Data extracted from a collection
BEGIN
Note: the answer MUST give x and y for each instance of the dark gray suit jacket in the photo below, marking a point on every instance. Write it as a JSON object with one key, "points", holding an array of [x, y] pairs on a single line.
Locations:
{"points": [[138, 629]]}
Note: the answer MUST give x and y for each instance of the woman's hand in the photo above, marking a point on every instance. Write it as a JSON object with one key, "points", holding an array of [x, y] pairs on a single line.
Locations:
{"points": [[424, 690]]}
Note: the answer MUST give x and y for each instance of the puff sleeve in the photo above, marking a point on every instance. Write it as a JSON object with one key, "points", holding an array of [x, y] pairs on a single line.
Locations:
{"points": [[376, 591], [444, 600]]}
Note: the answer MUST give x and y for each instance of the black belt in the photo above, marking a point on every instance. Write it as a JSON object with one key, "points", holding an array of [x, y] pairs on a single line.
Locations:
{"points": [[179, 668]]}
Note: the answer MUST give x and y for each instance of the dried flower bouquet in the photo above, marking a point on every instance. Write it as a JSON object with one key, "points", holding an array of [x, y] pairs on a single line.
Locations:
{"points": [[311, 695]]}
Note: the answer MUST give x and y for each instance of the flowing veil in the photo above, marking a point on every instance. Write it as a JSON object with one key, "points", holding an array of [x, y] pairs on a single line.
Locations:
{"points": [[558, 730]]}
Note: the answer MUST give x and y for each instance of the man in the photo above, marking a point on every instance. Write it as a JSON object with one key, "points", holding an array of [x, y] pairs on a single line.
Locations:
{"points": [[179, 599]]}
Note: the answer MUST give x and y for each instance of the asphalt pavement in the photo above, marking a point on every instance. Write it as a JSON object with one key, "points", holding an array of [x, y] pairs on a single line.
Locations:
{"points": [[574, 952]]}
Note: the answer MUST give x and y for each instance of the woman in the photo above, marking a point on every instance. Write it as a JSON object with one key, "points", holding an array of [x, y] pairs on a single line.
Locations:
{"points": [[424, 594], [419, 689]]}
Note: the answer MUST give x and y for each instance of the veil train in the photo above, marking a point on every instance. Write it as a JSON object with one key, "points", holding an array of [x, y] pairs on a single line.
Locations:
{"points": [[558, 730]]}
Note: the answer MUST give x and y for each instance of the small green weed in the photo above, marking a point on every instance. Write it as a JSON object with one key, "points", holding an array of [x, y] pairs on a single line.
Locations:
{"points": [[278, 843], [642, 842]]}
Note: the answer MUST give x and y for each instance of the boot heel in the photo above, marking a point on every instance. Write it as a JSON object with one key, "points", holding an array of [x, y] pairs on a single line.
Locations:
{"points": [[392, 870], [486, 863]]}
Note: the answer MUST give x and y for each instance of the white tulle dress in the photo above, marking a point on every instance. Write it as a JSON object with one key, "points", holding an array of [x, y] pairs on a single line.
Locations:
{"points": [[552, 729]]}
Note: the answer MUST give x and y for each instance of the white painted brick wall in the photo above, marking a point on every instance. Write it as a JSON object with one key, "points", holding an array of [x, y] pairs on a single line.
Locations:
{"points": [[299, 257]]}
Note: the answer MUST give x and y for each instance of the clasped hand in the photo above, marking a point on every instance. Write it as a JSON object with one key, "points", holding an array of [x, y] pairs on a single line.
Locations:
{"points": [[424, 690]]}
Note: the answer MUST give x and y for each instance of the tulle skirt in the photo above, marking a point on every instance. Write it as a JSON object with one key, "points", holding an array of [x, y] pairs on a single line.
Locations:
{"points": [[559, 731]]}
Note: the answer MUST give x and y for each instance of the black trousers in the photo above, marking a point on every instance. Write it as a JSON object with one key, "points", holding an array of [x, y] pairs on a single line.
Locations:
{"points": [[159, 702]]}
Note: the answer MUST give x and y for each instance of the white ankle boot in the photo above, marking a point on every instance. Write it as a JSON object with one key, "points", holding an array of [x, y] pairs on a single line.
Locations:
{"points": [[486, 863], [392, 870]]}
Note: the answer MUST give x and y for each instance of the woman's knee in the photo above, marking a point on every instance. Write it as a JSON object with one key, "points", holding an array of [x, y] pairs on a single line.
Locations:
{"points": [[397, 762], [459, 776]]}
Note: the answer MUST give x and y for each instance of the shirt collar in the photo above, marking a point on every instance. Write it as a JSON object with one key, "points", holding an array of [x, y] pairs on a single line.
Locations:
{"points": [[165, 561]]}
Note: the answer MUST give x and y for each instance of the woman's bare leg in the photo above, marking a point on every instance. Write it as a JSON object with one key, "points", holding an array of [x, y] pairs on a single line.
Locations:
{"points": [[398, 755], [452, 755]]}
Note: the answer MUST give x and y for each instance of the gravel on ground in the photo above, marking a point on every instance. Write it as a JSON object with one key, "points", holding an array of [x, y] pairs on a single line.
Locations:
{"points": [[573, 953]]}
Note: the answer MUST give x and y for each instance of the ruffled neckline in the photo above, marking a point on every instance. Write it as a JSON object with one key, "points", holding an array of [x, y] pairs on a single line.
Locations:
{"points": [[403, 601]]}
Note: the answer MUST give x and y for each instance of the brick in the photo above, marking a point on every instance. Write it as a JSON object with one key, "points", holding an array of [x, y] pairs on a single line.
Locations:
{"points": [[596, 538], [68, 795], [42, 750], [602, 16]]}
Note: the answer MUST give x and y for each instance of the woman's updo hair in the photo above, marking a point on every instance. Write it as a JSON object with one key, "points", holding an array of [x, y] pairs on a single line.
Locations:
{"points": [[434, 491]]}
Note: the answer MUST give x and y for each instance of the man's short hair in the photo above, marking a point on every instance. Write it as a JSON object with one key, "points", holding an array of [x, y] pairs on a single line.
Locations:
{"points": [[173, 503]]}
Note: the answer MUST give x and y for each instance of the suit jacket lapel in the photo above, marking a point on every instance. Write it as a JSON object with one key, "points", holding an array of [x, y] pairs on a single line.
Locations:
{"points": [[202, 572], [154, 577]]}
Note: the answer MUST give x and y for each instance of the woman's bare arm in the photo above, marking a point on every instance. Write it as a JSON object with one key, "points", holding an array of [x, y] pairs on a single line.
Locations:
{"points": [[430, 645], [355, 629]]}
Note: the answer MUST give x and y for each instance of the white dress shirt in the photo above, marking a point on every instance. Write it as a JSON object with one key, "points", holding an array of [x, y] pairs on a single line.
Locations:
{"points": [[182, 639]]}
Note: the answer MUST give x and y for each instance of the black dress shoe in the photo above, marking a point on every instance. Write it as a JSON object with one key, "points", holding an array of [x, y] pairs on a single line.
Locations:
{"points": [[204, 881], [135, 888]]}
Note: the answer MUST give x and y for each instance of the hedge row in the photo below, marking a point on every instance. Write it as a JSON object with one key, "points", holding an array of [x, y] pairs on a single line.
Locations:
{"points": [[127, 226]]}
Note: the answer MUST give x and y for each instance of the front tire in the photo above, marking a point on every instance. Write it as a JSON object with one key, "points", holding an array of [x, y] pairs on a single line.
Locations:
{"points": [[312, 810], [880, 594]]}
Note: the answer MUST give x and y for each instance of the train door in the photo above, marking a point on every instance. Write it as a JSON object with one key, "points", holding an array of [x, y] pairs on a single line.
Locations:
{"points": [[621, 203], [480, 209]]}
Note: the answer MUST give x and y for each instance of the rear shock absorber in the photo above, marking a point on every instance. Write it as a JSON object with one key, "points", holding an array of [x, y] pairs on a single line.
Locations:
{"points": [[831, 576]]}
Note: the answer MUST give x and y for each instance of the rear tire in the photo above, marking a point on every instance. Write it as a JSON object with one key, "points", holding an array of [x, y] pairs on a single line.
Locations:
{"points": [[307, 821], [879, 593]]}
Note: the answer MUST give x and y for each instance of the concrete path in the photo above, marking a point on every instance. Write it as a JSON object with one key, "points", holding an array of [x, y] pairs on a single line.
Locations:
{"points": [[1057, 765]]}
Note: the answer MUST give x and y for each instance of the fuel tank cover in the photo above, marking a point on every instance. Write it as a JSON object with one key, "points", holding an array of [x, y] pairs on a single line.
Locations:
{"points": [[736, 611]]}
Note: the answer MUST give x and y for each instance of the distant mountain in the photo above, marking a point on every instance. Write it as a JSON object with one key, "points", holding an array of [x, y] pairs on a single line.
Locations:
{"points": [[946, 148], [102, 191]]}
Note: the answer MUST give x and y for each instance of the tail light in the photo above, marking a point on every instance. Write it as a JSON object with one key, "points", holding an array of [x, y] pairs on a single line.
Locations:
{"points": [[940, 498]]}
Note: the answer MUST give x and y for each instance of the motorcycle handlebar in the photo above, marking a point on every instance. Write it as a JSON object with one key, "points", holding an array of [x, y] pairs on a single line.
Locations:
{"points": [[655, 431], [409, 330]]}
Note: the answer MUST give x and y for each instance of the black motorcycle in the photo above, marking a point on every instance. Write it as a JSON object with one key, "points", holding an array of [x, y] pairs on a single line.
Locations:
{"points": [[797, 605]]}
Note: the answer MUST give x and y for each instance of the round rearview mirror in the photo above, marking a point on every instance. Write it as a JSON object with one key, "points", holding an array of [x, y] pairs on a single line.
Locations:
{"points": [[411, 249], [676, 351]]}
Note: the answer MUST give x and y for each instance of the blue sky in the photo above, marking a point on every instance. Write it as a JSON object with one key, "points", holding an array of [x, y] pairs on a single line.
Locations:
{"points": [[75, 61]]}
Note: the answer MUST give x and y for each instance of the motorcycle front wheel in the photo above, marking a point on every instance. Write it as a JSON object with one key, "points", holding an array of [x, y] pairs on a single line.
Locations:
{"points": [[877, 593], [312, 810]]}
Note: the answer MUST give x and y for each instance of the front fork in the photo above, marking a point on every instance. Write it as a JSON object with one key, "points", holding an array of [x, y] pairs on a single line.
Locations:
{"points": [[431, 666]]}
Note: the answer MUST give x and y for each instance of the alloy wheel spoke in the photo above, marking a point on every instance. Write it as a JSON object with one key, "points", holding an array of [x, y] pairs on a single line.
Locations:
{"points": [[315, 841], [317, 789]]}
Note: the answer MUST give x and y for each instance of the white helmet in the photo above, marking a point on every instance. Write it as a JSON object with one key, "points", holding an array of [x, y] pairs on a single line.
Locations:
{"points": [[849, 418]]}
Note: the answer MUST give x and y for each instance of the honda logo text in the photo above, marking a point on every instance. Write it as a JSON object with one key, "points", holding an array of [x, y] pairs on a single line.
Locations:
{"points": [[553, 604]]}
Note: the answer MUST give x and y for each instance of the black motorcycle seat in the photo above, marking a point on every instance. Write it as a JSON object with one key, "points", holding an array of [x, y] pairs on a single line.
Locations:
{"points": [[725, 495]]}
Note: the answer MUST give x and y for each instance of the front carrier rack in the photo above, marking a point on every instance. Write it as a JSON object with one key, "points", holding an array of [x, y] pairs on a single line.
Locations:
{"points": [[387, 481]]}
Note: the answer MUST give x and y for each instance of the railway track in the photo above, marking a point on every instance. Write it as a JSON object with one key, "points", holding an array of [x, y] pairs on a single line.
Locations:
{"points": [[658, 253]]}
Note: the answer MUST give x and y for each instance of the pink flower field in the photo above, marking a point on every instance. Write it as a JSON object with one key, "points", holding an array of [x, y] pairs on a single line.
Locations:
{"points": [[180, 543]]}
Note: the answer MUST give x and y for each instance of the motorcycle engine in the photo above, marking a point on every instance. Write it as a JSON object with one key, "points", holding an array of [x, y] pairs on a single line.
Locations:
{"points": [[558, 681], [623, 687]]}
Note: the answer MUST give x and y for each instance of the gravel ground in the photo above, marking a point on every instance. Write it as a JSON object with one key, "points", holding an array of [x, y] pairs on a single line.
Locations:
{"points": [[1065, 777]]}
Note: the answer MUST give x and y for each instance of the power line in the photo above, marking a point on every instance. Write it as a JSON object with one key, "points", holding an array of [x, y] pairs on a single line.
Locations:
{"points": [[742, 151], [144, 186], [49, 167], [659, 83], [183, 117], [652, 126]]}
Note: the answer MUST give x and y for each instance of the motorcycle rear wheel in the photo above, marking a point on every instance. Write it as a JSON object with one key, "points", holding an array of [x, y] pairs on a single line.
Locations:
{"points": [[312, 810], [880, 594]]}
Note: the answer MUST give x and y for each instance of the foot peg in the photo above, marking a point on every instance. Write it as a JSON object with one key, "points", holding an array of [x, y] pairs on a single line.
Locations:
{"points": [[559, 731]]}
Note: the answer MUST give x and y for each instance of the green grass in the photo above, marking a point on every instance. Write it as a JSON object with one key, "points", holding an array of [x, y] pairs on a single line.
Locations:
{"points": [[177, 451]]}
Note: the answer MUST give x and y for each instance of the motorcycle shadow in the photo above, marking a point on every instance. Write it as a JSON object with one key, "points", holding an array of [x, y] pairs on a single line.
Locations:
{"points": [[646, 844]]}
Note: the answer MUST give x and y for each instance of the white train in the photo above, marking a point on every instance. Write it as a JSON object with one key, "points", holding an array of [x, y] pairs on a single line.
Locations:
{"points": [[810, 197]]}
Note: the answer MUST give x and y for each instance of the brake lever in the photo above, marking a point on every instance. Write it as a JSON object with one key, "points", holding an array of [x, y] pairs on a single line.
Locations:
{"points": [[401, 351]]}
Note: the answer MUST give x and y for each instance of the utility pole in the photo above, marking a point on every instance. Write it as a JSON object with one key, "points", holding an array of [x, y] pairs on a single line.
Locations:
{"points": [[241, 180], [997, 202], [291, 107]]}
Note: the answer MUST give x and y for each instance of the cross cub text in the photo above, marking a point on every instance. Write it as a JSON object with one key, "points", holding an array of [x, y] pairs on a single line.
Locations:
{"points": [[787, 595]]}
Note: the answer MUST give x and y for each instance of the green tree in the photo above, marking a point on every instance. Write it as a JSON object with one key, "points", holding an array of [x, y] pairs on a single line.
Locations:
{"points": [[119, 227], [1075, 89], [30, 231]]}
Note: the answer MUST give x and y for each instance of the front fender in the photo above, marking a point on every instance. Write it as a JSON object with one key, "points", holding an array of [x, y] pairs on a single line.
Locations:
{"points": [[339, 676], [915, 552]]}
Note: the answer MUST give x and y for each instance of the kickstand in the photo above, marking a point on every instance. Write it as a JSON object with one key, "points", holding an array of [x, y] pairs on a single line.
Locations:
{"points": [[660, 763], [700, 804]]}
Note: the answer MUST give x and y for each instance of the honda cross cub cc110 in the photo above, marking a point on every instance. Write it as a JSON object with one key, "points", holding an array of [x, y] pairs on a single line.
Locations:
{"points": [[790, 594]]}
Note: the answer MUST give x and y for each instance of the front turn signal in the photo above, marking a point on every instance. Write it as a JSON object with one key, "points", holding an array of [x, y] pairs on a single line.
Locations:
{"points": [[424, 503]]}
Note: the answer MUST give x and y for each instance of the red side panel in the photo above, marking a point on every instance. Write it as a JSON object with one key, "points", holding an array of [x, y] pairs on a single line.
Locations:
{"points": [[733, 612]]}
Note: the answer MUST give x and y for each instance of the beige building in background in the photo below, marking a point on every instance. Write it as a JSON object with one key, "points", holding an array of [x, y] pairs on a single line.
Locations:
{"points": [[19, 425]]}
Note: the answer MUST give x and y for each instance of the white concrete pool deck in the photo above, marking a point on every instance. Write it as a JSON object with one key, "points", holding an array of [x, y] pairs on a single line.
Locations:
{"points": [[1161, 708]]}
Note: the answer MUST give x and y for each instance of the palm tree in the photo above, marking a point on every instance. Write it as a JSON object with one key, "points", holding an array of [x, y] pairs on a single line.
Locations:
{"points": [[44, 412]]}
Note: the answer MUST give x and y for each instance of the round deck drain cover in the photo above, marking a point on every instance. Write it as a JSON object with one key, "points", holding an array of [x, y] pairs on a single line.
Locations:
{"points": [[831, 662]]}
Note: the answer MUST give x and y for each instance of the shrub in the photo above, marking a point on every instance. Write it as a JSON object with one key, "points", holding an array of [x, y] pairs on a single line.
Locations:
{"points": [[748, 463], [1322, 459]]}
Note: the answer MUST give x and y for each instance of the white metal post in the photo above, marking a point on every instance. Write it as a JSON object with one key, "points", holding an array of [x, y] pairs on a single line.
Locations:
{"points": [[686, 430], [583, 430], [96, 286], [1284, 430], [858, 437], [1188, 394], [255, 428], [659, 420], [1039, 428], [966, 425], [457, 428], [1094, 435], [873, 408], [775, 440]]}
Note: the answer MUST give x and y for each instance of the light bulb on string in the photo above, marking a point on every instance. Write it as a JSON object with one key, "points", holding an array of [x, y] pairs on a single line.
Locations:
END
Activity
The line containing "of the light" and every line after it, up to and including the last line of the records, should be reproduced exactly, with nothing else.

Expected output
Note: the answer MUST give x and y for each instance of the light bulb on string in the photo above, marking a point on every instance. Write it as a JSON object with one key, "points", holding an array of [x, y] pairs on a single line.
Locations:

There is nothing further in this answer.